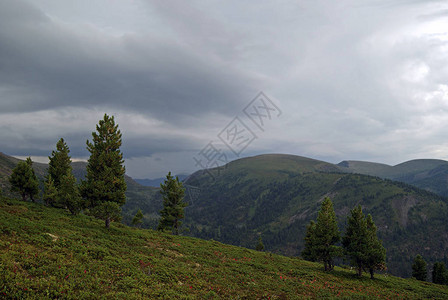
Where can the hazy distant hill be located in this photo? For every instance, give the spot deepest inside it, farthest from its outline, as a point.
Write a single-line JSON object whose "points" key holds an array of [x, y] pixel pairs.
{"points": [[47, 253], [276, 196], [428, 174], [138, 196], [157, 181]]}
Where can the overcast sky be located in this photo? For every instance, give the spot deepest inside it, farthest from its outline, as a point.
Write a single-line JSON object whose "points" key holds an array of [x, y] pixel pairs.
{"points": [[349, 79]]}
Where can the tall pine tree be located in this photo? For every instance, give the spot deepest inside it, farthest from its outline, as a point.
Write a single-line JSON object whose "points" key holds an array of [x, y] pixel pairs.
{"points": [[59, 167], [173, 194], [419, 268], [60, 163], [439, 273], [24, 181], [104, 188], [356, 239], [322, 237], [68, 194], [376, 253]]}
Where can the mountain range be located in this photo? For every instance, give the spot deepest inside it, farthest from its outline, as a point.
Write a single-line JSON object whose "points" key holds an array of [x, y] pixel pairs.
{"points": [[275, 196]]}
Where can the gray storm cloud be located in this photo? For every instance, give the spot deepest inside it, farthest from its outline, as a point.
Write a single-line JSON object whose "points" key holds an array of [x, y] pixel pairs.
{"points": [[355, 80]]}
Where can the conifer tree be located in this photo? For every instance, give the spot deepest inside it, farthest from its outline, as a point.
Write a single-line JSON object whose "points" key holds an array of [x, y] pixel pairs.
{"points": [[356, 239], [376, 253], [173, 194], [308, 252], [104, 188], [24, 181], [260, 245], [322, 236], [439, 273], [137, 220], [68, 194], [50, 192], [60, 163], [419, 268]]}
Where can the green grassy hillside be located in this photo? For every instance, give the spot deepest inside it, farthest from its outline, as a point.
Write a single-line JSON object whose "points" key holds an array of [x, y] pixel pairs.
{"points": [[428, 174], [47, 253], [138, 196], [239, 206]]}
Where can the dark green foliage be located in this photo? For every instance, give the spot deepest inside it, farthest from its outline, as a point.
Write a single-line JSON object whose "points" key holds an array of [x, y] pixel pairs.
{"points": [[108, 211], [356, 240], [322, 236], [24, 181], [60, 163], [50, 192], [47, 253], [439, 273], [137, 220], [61, 190], [308, 252], [68, 194], [264, 195], [419, 268], [361, 244], [376, 253], [260, 246], [105, 181], [173, 193]]}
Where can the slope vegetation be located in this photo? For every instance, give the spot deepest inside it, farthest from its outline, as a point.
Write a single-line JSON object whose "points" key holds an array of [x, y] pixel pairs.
{"points": [[47, 253], [260, 196]]}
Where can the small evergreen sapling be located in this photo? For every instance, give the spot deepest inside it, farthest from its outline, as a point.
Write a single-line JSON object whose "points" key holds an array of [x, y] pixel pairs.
{"points": [[419, 268], [321, 237], [439, 273], [356, 239], [24, 181], [260, 245], [137, 220], [104, 188]]}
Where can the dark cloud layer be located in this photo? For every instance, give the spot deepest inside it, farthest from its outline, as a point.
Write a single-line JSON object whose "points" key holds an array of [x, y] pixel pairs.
{"points": [[354, 80]]}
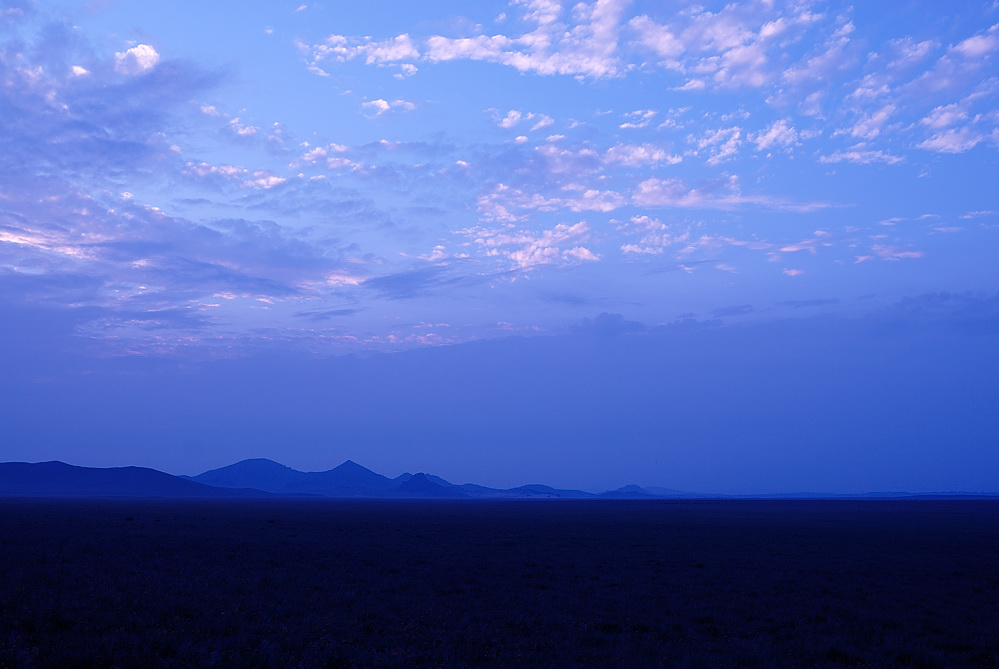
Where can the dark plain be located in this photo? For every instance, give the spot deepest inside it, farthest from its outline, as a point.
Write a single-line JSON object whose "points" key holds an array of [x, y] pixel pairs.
{"points": [[324, 583]]}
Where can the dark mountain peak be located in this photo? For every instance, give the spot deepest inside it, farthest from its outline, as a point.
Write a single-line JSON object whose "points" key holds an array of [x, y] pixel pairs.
{"points": [[259, 473], [419, 485], [59, 479], [350, 466]]}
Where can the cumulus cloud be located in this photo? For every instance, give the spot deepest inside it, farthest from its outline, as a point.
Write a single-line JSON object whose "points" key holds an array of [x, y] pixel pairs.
{"points": [[861, 155], [138, 60], [525, 249], [780, 134], [654, 236], [379, 106]]}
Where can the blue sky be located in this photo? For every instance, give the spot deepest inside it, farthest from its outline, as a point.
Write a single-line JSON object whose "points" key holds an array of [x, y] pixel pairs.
{"points": [[214, 187]]}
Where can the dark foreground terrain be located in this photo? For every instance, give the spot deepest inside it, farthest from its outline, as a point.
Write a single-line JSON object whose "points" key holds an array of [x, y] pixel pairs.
{"points": [[264, 583]]}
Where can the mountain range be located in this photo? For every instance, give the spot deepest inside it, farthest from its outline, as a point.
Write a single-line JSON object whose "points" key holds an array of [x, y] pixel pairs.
{"points": [[259, 478], [262, 478]]}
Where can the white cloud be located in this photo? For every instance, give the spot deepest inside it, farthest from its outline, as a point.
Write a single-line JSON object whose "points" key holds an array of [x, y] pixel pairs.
{"points": [[526, 249], [514, 117], [861, 155], [721, 145], [945, 116], [655, 236], [780, 134], [639, 155], [379, 107], [639, 118], [138, 60], [954, 140]]}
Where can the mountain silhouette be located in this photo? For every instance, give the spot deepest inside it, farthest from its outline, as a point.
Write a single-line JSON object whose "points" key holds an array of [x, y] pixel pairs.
{"points": [[421, 485], [262, 478], [57, 479], [347, 480]]}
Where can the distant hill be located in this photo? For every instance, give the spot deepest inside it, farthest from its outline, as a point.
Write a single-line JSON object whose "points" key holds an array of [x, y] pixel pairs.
{"points": [[262, 478], [57, 479]]}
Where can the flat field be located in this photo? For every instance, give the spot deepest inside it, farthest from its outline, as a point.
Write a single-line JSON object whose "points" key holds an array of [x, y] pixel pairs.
{"points": [[313, 583]]}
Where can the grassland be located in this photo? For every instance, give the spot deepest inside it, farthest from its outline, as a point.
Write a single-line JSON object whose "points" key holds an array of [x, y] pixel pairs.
{"points": [[133, 583]]}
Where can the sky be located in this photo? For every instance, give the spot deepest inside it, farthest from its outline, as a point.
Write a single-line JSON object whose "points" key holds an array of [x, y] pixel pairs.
{"points": [[718, 247]]}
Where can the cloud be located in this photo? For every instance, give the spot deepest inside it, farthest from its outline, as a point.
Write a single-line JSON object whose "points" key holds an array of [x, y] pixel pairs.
{"points": [[722, 193], [608, 325], [139, 59], [861, 155], [514, 117], [526, 249], [654, 236], [953, 140], [780, 134], [379, 106]]}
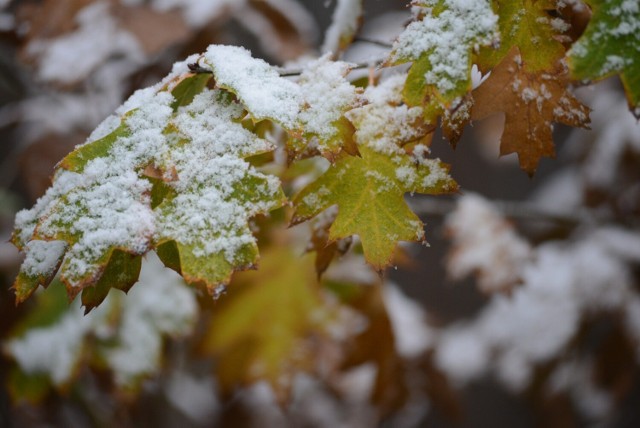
___
### YOUR TASK
Report every line containing the string "tree" in the material.

### FINAL ANSWER
Where can the tall pine tree be located in this photo? For every instance, give the spot deepest inside it, farthest from its outline, as a point.
Where can the conifer tree be located in this photo? For every instance, give the spot deepest inside it, farthest from its outline, as a point.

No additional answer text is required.